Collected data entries
───

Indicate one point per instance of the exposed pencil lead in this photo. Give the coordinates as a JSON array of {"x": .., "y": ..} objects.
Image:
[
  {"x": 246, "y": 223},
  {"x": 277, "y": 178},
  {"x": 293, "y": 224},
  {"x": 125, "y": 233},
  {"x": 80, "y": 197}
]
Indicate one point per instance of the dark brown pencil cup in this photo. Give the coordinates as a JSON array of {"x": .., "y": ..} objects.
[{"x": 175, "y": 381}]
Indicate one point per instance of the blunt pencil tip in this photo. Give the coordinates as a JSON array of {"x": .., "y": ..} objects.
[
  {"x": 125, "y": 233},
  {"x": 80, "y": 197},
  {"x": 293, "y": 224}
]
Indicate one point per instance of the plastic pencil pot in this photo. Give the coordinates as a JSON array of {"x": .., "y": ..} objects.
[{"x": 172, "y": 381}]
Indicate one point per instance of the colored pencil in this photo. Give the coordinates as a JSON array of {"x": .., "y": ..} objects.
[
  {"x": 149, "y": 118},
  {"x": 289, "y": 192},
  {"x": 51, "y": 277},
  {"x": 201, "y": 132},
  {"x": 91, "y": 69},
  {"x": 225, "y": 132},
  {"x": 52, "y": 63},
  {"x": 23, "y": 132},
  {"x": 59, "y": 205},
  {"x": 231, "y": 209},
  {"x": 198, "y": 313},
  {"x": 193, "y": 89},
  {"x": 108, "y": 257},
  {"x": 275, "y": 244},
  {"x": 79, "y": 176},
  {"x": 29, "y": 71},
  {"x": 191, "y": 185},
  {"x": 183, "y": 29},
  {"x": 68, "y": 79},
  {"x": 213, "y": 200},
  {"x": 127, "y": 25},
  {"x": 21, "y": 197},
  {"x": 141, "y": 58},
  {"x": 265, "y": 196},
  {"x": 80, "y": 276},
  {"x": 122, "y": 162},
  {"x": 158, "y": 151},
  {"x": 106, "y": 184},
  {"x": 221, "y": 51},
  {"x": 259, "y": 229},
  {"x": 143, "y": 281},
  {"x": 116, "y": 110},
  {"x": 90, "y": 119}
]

───

Copy out all of the material above, replacing every "Indicate" with "Mark" and changing nothing else.

Mark one point per instance of the exposed pencil lead in this photo. Give the coordinates as a JSON array of {"x": .., "y": ..} objects.
Image:
[
  {"x": 246, "y": 223},
  {"x": 277, "y": 178},
  {"x": 293, "y": 224},
  {"x": 125, "y": 233},
  {"x": 80, "y": 197}
]
Mark one point per instance of the dark brown pencil cup in this photo. Give the coordinates as a JSON array of {"x": .., "y": ..} objects.
[{"x": 175, "y": 381}]
Mark one point per instance of the blunt pencil tip in this photo. Give the coordinates as a JSON array of {"x": .., "y": ..} objects.
[
  {"x": 125, "y": 233},
  {"x": 80, "y": 197},
  {"x": 293, "y": 224}
]
Mark one point per instance of the plastic pencil pot in this photo. Give the coordinates as a JSON array of {"x": .., "y": ..} objects.
[{"x": 172, "y": 381}]
Mark one point per instance of the colored pencil in this photo. Give the coordinates as a JSON array of {"x": .., "y": ..} objects.
[
  {"x": 149, "y": 118},
  {"x": 289, "y": 192},
  {"x": 51, "y": 277},
  {"x": 201, "y": 132},
  {"x": 91, "y": 69},
  {"x": 225, "y": 132},
  {"x": 52, "y": 63},
  {"x": 23, "y": 132},
  {"x": 59, "y": 205},
  {"x": 231, "y": 209},
  {"x": 198, "y": 313},
  {"x": 193, "y": 89},
  {"x": 108, "y": 257},
  {"x": 275, "y": 244},
  {"x": 79, "y": 176},
  {"x": 29, "y": 71},
  {"x": 191, "y": 185},
  {"x": 183, "y": 29},
  {"x": 68, "y": 79},
  {"x": 213, "y": 200},
  {"x": 127, "y": 25},
  {"x": 21, "y": 197},
  {"x": 141, "y": 58},
  {"x": 265, "y": 196},
  {"x": 80, "y": 276},
  {"x": 122, "y": 162},
  {"x": 158, "y": 151},
  {"x": 106, "y": 184},
  {"x": 221, "y": 51},
  {"x": 259, "y": 229},
  {"x": 143, "y": 281},
  {"x": 116, "y": 110},
  {"x": 90, "y": 119}
]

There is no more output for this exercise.